**Your task:** Copy the excerpt below on the stochastic subgradient method and the geometric median word for word, keeping every formula and line break intact.

**Text segment:**
The stochastic subgradient method for (36) is given by

$$\begin{aligned} \mathbf {x}^{k+1}=\mathbf {x}^k-\rho ^kr(\mathbf {x}^k,w^k) \end{aligned}$$

where \(r(\mathbf {x},w^k)\) is bounded and \(\mathbb {E}(r(\mathbf {x},w^k))\) is a subgradient of \(\mathbb {E}\{F(\mathbf {x},w^k)\}\) for all \(\mathbf {x}\in \mathbb {R}^n\). If \(\{\rho ^k\}\) is chosen such that

$$\begin{aligned} \sum _{k=0}^\infty \rho ^k=\infty ,\quad \sum _{k=0}^\infty (\rho ^k)^2<\infty , \end{aligned}$$

then it holds almost surely that \(\lim _{k\rightarrow \infty }\mathbf {x}^k=\mathbf {x}^\star \) for some \(\mathbf {x}^\star \in \mathscr {X}^\star \).

The following theorem summarizes the above analysis, and is the main result of this subsection.

Theorem 8

([28]) Suppose that Assumptions 1 and 2 hold, and that the multi-agent network \(\mathscr {G}_P\) is l-connected. Select

$$\begin{aligned} \lambda >\frac{n c}{2p_{\min }^{(l)}}, \end{aligned}$$

where \(\mathscr {G}_P\) is given in (34), \(p_{\min }^{(l)}\) denotes the sum of the l smallest nonzero elements of P. Let \(\{\mathbf {x}^k\}\) be generated by Algorithm 2. Then, it holds almost surely that \(\lim _{k\rightarrow \infty }\mathbf {x}^k=x^\star {\mathbbm {1}}\) for some \(x^\star \in \mathscr {X}^\star \).

Proof

By Theorem 1, it follows that problem (35) has the same set of optimal solutions and optimal value as problem (2). Combined with Lemma 2, the proof follows. \(\square \)

6 Numerical Examples

In this section, we apply our algorithms to distributedly find the geometric median of a couple of points in a two-dimensional plane. The geometric median of n points is defined as the point which minimizes the sum of Euclidean distances to these points [7]. In other words, it is the optimal solution of the following convex optimization problem:

$$\begin{aligned} \mathop {\text {minimize}}_{\mathbf {x}\in \mathbb {R}^2}\ f(\mathbf {x}):=\sum _{i=1}^n f_i(\mathbf {x})= \sum _{i=1}^n \Vert \mathbf {x}-\mathbf {x}_i\Vert . \end{aligned}$$
(37)

**Data for review:**
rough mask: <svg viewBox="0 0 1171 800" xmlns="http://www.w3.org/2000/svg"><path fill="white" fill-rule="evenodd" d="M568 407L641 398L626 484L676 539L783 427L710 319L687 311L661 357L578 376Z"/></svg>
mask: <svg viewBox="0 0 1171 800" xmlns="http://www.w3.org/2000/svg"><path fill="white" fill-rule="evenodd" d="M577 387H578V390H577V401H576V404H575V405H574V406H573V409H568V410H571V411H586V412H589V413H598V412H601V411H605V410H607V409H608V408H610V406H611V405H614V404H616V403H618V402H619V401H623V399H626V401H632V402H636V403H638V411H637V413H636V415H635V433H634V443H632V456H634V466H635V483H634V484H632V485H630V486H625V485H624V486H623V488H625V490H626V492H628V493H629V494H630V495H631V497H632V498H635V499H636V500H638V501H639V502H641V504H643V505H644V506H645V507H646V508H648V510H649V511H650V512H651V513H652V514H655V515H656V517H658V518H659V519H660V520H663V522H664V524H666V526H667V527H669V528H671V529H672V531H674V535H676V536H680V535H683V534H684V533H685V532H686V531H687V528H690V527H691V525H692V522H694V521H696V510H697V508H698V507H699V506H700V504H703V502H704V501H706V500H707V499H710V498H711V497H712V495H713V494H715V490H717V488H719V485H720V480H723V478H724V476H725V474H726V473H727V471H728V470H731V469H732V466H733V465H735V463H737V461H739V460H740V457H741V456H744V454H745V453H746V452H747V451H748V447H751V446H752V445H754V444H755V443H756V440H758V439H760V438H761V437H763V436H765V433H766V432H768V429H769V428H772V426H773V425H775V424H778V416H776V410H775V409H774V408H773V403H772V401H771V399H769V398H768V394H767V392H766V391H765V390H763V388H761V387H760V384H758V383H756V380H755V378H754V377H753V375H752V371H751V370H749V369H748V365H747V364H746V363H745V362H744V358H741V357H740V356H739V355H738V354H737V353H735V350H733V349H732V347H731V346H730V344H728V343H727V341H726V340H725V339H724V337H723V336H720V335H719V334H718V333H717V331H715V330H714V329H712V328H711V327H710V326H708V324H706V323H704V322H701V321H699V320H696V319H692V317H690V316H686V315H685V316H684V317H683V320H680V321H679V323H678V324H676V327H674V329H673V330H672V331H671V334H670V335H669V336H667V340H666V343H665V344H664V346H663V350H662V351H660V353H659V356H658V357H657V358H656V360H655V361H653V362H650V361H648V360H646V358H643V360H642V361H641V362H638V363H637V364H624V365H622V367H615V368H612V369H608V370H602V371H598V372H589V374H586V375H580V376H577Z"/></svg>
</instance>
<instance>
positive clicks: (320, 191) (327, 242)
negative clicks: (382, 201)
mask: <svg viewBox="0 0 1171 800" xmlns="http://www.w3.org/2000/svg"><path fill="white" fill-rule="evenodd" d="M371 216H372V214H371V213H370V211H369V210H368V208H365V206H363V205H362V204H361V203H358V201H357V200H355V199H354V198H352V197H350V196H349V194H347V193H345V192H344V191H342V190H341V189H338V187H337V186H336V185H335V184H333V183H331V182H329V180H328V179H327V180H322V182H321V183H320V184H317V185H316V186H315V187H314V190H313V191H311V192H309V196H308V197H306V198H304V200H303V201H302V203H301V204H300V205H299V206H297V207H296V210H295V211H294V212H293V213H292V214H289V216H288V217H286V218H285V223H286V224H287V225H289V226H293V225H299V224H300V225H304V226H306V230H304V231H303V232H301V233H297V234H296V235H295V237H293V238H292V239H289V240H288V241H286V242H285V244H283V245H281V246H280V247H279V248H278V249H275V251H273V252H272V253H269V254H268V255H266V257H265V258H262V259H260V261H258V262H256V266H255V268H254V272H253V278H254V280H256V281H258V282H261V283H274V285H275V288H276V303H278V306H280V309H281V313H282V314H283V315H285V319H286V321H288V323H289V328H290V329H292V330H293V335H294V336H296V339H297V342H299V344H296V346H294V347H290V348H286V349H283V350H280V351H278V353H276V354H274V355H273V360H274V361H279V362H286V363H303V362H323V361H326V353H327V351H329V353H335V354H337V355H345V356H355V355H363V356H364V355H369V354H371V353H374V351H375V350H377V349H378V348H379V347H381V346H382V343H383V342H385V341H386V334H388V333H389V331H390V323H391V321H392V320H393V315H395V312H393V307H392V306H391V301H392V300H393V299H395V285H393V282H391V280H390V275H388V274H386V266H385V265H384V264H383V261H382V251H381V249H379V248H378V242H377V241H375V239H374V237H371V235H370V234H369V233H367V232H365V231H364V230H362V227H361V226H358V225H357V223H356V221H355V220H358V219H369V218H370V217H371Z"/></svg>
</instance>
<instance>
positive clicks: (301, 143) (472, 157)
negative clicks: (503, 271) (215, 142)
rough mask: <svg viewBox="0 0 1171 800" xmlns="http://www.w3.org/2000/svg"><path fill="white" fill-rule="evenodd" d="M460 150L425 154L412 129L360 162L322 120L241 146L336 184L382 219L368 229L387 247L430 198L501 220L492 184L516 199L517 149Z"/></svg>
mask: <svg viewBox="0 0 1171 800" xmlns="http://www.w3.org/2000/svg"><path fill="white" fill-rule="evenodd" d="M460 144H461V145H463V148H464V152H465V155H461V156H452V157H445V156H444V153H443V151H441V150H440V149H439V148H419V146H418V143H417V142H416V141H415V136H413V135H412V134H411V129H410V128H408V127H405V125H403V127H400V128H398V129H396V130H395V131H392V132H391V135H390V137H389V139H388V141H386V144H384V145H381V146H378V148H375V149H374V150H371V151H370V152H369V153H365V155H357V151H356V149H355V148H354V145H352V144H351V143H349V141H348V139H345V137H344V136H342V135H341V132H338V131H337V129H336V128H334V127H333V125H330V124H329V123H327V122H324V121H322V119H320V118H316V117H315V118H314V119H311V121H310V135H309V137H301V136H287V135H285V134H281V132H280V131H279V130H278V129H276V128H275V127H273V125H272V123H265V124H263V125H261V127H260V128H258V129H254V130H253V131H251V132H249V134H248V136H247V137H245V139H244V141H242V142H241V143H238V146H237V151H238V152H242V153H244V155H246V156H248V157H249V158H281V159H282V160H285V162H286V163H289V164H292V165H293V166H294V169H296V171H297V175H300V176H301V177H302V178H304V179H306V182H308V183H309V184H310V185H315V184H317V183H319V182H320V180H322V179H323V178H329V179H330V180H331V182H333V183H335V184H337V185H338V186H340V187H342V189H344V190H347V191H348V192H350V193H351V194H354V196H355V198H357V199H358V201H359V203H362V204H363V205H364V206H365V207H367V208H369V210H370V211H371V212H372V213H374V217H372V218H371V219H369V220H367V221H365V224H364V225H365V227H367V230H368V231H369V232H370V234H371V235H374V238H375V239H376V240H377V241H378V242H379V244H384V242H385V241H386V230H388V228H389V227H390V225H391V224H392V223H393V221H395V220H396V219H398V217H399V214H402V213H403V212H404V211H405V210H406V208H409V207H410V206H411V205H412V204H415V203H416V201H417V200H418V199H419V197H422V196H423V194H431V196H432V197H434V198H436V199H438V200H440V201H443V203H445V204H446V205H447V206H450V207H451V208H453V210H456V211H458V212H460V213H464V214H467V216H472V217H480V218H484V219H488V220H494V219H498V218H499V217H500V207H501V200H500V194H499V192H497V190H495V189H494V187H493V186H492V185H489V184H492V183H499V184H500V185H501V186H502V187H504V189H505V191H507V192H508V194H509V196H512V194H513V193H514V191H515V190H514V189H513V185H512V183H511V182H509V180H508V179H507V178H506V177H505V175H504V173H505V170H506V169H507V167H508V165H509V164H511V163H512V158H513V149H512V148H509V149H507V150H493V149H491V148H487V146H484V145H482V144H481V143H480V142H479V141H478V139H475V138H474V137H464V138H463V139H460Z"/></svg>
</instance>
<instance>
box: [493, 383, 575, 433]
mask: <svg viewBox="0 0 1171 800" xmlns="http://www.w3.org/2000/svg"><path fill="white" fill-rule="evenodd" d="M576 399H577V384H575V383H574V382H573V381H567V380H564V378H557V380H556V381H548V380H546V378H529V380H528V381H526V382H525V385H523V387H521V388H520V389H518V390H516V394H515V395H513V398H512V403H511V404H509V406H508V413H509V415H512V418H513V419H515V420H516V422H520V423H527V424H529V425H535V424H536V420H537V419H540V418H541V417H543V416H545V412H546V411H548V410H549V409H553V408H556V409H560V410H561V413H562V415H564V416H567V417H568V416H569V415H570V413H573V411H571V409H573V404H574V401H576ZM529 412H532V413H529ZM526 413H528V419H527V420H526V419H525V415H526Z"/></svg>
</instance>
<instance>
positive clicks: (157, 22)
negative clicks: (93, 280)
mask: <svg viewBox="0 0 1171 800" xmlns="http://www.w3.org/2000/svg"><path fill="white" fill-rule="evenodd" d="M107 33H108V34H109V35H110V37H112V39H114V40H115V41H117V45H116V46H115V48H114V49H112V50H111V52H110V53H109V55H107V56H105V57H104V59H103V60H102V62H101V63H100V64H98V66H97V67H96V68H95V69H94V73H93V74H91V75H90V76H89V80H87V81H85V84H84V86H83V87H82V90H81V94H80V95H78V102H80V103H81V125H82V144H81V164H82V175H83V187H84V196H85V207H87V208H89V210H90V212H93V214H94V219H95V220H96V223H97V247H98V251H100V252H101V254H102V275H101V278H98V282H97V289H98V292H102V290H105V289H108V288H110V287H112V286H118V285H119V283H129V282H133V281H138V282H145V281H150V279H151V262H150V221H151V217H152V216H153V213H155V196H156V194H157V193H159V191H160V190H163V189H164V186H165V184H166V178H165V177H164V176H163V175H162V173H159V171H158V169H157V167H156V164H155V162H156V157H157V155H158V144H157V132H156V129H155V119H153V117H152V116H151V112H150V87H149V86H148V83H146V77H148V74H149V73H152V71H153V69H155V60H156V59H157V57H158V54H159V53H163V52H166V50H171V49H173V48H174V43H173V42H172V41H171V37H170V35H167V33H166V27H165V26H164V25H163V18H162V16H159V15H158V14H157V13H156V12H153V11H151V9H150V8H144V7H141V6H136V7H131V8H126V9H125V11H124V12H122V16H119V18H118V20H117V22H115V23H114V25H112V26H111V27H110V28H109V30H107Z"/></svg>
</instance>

**Final answer:**
The stochastic subgradient method for (36) is given by

$$\begin{aligned} \mathbf {x}^{k+1}=\mathbf {x}^k-\rho ^kr(\mathbf {x}^k,w^k) \end{aligned}$$

where \(r(\mathbf {x},w^k)\) is bounded and \(\mathbb {E}(r(\mathbf {x},w^k))\) is a subgradient of \(\mathbb {E}\{F(\mathbf {x},w^k)\}\) for all \(\mathbf {x}\in \mathbb {R}^n\). If \(\{\rho ^k\}\) is chosen such that

$$\begin{aligned} \sum _{k=0}^\infty \rho ^k=\infty ,\quad \sum _{k=0}^\infty (\rho ^k)^2<\infty , \end{aligned}$$

then it holds almost surely that \(\lim _{k\rightarrow \infty }\mathbf {x}^k=\mathbf {x}^\star \) for some \(\mathbf {x}^\star \in \mathscr {X}^\star \).

The following theorem summarizes the above analysis, and is the main result of this subsection.

Theorem 8

([28]) Suppose that Assumptions 1 and 2 hold, and that the multi-agent network \(\mathscr {G}_P\) is l-connected. Select

$$\begin{aligned} \lambda >\frac{n c}{2p_{\min }^{(l)}}, \end{aligned}$$

where \(\mathscr {G}_P\) is given in (34), \(p_{\min }^{(l)}\) denotes the sum of the l smallest nonzero elements of P. Let \(\{\mathbf {x}^k\}\) be generated by Algorithm 2. Then, it holds almost surely that \(\lim _{k\rightarrow \infty }\mathbf {x}^k=x^\star {\mathbbm {1}}\) for some \(x^\star \in \mathscr {X}^\star \).

Proof

By Theorem 1, it follows that problem (35) has the same set of optimal solutions and optimal value as problem (2). Combined with Lemma 2, the proof follows. \(\square \)

6 Numerical Examples

In this section, we apply our algorithms to distributedly find the geometric median of a couple of points in a two-dimensional plane. The geometric median of n points is defined as the point which minimizes the sum of Euclidean distances to these points [7]. In other words, it is the optimal solution of the following convex optimization problem:

$$\begin{aligned} \mathop {\text {minimize}}_{\mathbf {x}\in \mathbb {R}^2}\ f(\mathbf {x}):=\sum _{i=1}^n f_i(\mathbf {x})= \sum _{i=1}^n \Vert \mathbf {x}-\mathbf {x}_i\Vert . \end{aligned}$$
(37)